═════ RAW RECORDS ═════

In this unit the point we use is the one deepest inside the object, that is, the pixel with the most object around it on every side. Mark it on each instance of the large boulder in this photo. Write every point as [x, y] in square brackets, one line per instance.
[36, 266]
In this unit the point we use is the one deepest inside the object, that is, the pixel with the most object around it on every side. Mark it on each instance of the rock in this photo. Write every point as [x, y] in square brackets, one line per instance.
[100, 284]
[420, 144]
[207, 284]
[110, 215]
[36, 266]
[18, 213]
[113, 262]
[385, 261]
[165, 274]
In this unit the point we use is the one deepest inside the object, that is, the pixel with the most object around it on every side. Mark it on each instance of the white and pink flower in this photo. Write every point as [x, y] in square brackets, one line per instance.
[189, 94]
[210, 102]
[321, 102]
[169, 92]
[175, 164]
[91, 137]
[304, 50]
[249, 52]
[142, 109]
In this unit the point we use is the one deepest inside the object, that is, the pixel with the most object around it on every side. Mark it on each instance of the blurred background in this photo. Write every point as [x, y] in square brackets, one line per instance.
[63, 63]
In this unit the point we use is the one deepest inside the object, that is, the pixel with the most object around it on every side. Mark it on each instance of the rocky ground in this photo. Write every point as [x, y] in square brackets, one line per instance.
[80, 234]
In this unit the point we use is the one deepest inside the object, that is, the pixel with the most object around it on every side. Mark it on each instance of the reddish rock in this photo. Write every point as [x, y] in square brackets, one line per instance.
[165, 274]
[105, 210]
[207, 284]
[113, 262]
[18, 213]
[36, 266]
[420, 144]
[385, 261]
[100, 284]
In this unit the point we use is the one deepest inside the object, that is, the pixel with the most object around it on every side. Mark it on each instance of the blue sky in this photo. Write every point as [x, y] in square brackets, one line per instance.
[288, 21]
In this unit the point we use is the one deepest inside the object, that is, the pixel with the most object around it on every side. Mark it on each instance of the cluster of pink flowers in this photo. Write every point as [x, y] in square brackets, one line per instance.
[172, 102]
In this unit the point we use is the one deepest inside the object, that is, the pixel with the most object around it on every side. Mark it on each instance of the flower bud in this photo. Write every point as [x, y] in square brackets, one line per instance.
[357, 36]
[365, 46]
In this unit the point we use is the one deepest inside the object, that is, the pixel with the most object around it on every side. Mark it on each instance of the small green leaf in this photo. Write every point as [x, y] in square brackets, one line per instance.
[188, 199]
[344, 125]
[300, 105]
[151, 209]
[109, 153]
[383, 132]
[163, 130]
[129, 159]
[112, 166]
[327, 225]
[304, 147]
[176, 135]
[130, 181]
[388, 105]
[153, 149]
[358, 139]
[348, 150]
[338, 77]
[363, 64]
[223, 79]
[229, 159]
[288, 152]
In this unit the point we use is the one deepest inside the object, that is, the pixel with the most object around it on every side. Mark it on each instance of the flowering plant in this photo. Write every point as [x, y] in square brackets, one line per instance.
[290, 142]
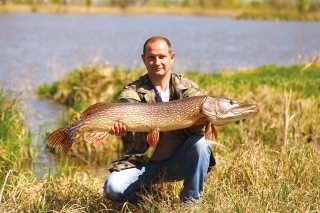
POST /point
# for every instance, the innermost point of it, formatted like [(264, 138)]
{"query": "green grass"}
[(15, 138), (267, 163)]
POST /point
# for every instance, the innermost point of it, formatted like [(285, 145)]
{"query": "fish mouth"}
[(244, 109)]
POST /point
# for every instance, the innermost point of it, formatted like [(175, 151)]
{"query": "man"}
[(179, 155)]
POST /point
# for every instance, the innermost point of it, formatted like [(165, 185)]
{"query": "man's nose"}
[(157, 60)]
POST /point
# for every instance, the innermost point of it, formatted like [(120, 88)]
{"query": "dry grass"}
[(268, 163)]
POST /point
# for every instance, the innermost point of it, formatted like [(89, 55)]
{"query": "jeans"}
[(190, 163)]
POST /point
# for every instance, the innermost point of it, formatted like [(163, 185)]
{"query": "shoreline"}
[(239, 13)]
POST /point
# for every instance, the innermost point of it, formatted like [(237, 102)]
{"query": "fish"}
[(96, 121)]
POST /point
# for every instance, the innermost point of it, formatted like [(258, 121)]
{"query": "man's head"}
[(158, 56)]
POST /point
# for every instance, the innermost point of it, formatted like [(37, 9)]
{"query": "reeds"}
[(267, 163), (15, 138)]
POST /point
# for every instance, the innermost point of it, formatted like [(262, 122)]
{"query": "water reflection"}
[(37, 48)]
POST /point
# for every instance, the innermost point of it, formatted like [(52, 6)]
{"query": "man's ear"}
[(173, 55)]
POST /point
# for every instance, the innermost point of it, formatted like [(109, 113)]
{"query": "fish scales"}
[(96, 121)]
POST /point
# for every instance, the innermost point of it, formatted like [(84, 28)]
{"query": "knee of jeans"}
[(114, 190), (203, 145)]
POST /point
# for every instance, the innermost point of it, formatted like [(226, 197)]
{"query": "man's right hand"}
[(118, 129)]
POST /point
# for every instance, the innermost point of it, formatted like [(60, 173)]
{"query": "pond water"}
[(37, 48)]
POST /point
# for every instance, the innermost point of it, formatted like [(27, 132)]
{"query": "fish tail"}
[(61, 138)]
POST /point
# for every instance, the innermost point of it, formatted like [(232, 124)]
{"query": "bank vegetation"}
[(267, 163), (256, 9)]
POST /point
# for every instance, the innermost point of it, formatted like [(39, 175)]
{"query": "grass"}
[(268, 163), (15, 138), (243, 11)]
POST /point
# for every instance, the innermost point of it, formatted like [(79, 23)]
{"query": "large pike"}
[(96, 121)]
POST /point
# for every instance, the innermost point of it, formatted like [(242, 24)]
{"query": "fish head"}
[(221, 111)]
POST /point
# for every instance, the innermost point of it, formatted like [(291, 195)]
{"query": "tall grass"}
[(268, 163), (15, 138)]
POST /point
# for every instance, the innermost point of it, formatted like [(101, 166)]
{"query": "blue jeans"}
[(190, 163)]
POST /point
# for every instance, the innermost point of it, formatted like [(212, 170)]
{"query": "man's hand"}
[(118, 129), (201, 121)]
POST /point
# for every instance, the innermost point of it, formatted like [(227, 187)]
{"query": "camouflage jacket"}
[(142, 90)]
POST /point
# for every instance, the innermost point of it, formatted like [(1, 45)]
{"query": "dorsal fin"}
[(91, 109), (95, 137)]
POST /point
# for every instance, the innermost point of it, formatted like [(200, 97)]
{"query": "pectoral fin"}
[(95, 137), (210, 126), (153, 138)]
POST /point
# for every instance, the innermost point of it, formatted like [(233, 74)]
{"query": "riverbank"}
[(267, 163), (237, 12)]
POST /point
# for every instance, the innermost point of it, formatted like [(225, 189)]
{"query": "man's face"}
[(157, 58)]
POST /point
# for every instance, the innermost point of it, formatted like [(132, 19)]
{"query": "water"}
[(37, 48)]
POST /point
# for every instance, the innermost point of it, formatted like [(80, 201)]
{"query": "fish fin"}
[(214, 132), (153, 138), (61, 138), (95, 137), (66, 147), (210, 126), (91, 109)]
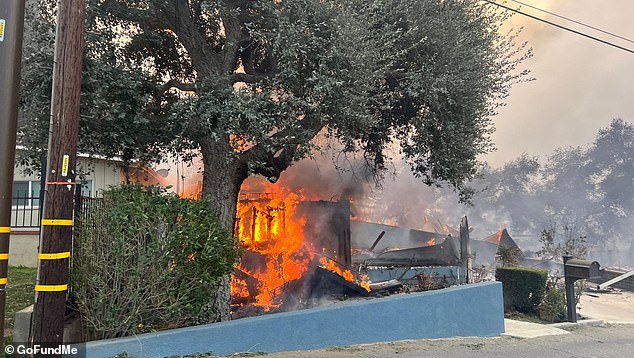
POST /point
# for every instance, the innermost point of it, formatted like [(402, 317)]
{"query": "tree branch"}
[(279, 154), (185, 87), (246, 78)]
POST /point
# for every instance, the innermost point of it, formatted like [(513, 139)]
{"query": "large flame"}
[(271, 230)]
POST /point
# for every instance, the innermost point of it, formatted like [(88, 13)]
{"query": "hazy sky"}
[(580, 86)]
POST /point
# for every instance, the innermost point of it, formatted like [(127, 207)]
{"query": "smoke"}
[(580, 84)]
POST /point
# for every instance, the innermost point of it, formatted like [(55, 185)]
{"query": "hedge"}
[(524, 288)]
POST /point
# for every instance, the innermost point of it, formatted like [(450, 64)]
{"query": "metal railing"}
[(26, 210)]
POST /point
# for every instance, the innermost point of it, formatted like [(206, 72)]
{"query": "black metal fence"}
[(26, 209)]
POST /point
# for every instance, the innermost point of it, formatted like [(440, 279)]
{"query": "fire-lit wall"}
[(470, 310)]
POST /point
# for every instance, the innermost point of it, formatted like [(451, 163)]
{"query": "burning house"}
[(299, 251)]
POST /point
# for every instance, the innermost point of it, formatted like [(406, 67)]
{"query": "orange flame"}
[(267, 225), (272, 230)]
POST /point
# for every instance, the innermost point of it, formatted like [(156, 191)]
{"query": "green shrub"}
[(524, 288), (553, 307), (145, 260)]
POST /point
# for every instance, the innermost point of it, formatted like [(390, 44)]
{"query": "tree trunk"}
[(222, 177)]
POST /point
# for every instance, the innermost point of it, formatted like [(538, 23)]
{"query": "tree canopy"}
[(251, 83)]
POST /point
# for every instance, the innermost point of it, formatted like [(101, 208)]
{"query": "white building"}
[(99, 173)]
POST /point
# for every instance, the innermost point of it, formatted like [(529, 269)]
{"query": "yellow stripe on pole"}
[(57, 222), (51, 288), (54, 256)]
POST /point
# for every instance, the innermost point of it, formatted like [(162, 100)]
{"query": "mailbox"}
[(575, 269), (580, 269)]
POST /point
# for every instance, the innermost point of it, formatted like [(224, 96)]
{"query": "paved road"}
[(588, 342)]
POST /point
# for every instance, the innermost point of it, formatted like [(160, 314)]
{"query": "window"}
[(26, 193)]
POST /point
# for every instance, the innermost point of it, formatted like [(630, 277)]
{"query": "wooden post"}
[(57, 220), (11, 31), (465, 249)]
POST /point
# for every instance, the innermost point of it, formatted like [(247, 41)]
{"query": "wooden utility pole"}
[(11, 30), (465, 249), (57, 220)]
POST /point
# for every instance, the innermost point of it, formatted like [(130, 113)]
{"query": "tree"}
[(250, 83)]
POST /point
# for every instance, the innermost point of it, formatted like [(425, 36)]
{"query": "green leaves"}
[(145, 260)]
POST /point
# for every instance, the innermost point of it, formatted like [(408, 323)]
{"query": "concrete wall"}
[(24, 239), (470, 310)]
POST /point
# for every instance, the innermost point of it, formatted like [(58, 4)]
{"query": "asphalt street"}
[(609, 340)]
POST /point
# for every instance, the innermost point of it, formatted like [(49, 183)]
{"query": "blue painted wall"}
[(454, 275), (470, 310)]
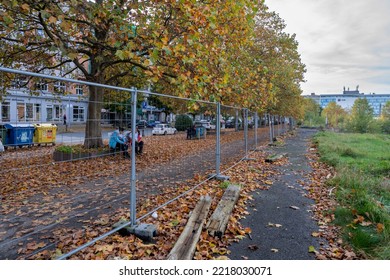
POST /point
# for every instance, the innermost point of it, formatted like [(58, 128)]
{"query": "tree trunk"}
[(93, 129)]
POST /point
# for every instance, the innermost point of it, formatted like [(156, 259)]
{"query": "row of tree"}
[(233, 51), (359, 119)]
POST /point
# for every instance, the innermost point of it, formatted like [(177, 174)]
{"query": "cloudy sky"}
[(341, 42)]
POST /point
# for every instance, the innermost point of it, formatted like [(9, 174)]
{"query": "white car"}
[(206, 124), (163, 129)]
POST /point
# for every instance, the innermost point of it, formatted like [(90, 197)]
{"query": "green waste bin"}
[(3, 135), (200, 132), (45, 133), (19, 134)]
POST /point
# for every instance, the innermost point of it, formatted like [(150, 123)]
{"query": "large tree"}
[(177, 45)]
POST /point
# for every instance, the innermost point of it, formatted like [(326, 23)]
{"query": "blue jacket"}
[(114, 139)]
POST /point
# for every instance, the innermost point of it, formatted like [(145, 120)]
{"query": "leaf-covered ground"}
[(53, 202)]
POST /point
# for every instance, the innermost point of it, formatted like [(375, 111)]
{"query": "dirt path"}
[(280, 218)]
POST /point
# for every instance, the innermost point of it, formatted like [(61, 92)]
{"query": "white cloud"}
[(342, 43)]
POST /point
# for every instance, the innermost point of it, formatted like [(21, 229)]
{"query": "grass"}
[(362, 162)]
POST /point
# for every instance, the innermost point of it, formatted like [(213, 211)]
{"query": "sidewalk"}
[(280, 218)]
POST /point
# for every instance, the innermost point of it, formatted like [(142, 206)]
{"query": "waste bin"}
[(45, 133), (19, 134), (201, 132), (3, 134)]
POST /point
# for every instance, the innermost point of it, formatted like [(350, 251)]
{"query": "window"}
[(5, 113), (18, 82), (57, 112), (79, 89), (49, 113), (78, 113), (21, 111), (37, 112), (29, 111), (60, 87), (41, 86)]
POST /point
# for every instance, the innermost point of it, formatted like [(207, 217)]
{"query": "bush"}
[(183, 122)]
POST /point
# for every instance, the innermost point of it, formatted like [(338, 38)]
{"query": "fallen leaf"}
[(312, 249), (380, 227)]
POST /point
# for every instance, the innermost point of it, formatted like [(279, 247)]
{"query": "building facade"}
[(348, 97), (43, 103)]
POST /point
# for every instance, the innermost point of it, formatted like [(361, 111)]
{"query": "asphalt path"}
[(280, 218)]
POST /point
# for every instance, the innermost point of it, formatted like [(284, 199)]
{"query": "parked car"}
[(205, 124), (163, 129), (152, 123), (141, 123)]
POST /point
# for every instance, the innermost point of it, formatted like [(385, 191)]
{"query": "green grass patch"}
[(362, 162)]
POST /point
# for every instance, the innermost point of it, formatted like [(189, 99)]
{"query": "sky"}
[(343, 43)]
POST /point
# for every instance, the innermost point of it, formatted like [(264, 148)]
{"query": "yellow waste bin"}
[(45, 133)]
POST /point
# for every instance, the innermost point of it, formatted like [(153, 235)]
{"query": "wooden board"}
[(220, 218), (185, 246)]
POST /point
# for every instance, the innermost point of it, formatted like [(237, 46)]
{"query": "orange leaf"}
[(380, 227)]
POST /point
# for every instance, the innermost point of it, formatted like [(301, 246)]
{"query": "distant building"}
[(348, 97), (43, 102)]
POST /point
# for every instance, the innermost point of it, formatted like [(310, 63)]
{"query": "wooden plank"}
[(185, 246), (220, 218), (275, 157)]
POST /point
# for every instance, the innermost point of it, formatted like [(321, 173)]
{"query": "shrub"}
[(183, 122)]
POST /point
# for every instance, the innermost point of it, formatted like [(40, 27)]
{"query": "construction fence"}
[(51, 186)]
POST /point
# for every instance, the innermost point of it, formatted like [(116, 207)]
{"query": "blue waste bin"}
[(20, 134), (3, 134), (201, 132)]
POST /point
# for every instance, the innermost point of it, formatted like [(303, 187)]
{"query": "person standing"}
[(117, 142)]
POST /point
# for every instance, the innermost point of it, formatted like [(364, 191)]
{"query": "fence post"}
[(236, 122), (270, 128), (218, 144), (218, 175), (256, 127), (133, 197), (246, 130)]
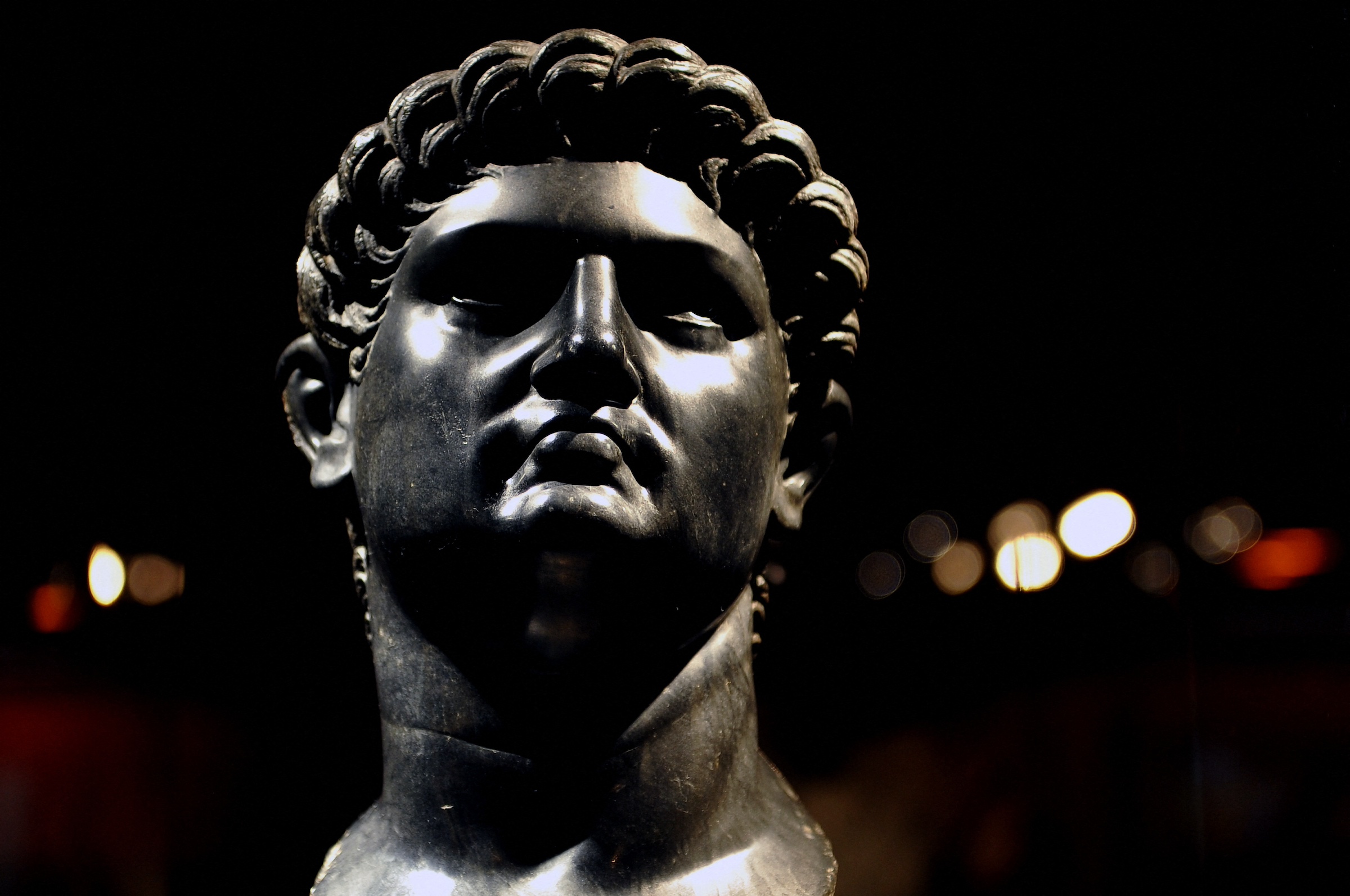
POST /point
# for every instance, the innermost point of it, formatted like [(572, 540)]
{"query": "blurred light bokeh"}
[(1097, 524)]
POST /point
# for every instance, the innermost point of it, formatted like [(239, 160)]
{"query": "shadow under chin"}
[(568, 645)]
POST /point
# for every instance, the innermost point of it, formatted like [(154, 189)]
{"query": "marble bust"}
[(577, 319)]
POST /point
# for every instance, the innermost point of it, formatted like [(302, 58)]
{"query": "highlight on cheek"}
[(693, 373), (427, 335), (512, 355)]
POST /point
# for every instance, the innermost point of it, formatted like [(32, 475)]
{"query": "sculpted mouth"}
[(577, 458), (538, 443)]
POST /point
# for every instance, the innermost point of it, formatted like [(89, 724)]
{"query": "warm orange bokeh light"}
[(53, 607), (1287, 556)]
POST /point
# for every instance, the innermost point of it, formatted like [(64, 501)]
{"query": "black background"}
[(1108, 251)]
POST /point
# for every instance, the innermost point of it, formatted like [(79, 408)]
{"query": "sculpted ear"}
[(809, 450), (319, 409)]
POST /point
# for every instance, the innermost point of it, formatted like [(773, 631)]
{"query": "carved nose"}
[(588, 362)]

═════

GIVEN REQUEST. Return every line of the records that contains the string "pole", matching case exactly.

EXERCISE SOLUTION.
{"query": "yellow stripe on pole"}
{"query": "wooden utility pole"}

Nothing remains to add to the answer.